STATED GOAL: Count how many of the lines below contain the string "video", with case counting, and give only that number.

WORKING DATA:
--- Begin ---
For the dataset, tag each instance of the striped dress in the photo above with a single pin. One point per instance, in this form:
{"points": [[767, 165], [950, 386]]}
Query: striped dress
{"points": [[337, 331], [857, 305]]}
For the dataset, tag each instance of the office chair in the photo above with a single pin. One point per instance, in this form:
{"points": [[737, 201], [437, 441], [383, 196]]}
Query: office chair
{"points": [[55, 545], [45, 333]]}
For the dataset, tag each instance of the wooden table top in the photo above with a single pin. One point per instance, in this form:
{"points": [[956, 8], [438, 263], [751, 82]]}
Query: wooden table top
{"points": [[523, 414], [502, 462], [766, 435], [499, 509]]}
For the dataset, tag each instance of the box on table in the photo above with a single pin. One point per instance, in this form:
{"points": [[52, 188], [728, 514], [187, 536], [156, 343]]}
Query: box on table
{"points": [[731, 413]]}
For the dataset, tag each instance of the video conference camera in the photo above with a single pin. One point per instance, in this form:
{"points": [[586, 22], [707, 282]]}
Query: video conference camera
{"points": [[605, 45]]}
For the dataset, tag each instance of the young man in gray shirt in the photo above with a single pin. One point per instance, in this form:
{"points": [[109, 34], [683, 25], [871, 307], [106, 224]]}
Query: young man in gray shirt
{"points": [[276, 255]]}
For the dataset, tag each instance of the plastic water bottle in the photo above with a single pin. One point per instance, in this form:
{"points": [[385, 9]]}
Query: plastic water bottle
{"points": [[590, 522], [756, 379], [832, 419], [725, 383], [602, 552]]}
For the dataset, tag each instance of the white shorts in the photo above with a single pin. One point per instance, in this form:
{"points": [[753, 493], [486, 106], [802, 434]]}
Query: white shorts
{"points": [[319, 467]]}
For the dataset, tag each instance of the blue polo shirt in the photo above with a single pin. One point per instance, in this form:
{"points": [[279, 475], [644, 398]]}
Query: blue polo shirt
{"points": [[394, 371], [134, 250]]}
--- End ---
--- Begin ---
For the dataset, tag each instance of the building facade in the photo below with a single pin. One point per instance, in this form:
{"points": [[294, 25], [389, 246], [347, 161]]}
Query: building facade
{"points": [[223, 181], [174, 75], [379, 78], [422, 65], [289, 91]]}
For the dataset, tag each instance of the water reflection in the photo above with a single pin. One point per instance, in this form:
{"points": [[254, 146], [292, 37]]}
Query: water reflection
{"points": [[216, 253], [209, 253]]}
--- End ---
--- Begin ---
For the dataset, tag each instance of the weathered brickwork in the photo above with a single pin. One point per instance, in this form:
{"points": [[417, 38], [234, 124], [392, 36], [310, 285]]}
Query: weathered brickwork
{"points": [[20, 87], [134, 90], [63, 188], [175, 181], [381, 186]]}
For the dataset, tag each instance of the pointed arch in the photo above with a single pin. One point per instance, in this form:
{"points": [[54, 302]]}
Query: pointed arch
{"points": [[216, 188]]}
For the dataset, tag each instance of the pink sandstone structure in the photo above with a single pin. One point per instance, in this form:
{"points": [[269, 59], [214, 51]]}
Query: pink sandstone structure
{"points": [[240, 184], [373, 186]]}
--- End ---
ANSWER TO THE EXERCISE: 2